§ Objetivo A:
Responda, a partir del recorrido por Santiago que figura más abajo, las siguientes preguntas:
(i) ¿Qué arquitectura proyecta hoy el Palacio de la Moneda?
(ii) ¿En qué año se remodeló la Plaza de Armas?
(iii) ¿Qué conquistador español fundó la ciudad de Santiago de Nueva Extremadura en el Cerro Santa Lucía?
§ Objetivo B:
Prolongue el recorrido por Santiago que aparece más abajo, comenzando después de su última oración.

§ Texto seleccionado:
En nuestro primer día, el camino nos conduce al Palacio de la Moneda. Tras el golpe militar de 1973, la sede de gobierno de Chile recuperó gran parte de su estructura original y hoy proyecta una arquitectura neoclásica. En la Plaza de la Constitución se puede apreciar el Monumento a Salvador Allende y en los alrededores se asientan importantes edificios, como el del Banco Central de Chile, el Ministerio de Justicia y la Intendencia de Santiago.
Desde este punto, la calle Morandé nos lleva a la Plaza de Armas. En el 2014, este damero pasó por un proceso de remodelación y se acondicionaron más áreas verdes de las que había. En su entorno se ubican las sedes del Museo Histórico Nacional, la Catedral Metropolitana y la Municipalidad de Santiago. Unas calles más allá, en el cruce de Puente y Catedral, operan una serie de comercios de origen peruano.
Salimos a la avenida O'Higgins y nos topamos con el Cerro Santa Lucía, uno de los parques públicos más visitados de la ciudad. La historia cuenta que fue aquí donde el conquistador español Pedro de Valdivia fundó la ciudad de Santiago de Nueva Extremadura, el 12 de febrero de 1541.

§ Material proporcionado:
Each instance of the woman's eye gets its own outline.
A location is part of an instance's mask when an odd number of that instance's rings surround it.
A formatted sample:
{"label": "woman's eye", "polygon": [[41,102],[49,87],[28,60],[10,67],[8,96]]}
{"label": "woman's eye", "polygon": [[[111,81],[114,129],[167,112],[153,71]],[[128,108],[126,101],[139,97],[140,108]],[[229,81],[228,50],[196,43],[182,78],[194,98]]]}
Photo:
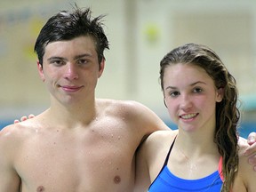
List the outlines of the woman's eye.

§ Respuesta redactada A:
(i) Una arquitectura neoclásica.
(ii) En el 2014.
(iii) Pedro de Valdivia.

§ Respuesta redactada B:
Siguiendo por O'Higgins, tras varias cuadras de caminata, llegamos a Bellavista. El barrio tiene una onda bohemia/cultural/ hípster y es ideal para relajarse tomando unas cervezas. La Casa Museo La Chascona, donde vivió el poeta chileno Pablo Neruda, es uno de los lugares que concita mayor interés. Entrar tiene un costo de aproximadamente 10 euros.
Estando acá, decidimos comer en el tradicional restaurante ‘Como agua para chocolate’, donde probamos una cazuela de camarones y unas fajitas de mariscos. Nota aprobatoria. Más tarde, al caer la noche, entramos al bar La Fraternidad (el ingreso es gratis para extranjeros hasta la una de la mañana). Suenan los ritmos de moda: electrónica, trap y reggaetón. El ambiente, divertido y relajado, nos invita a quedarnos toda la madrugada.
TURISMO URBANO
La noche santiaguina es intensa. A la mañana siguiente, nos despertamos al mediodía con hambre y un poco de resaca. En busca de qué comer, nos dirigimos al Mall Costanera Center, en Providencia. Es el segundo centro comercial más grande de Sudamérica y su complejo posee un rascacielos de 300 metros, la Gran Torre Santiago, el edificio más alto de toda la región.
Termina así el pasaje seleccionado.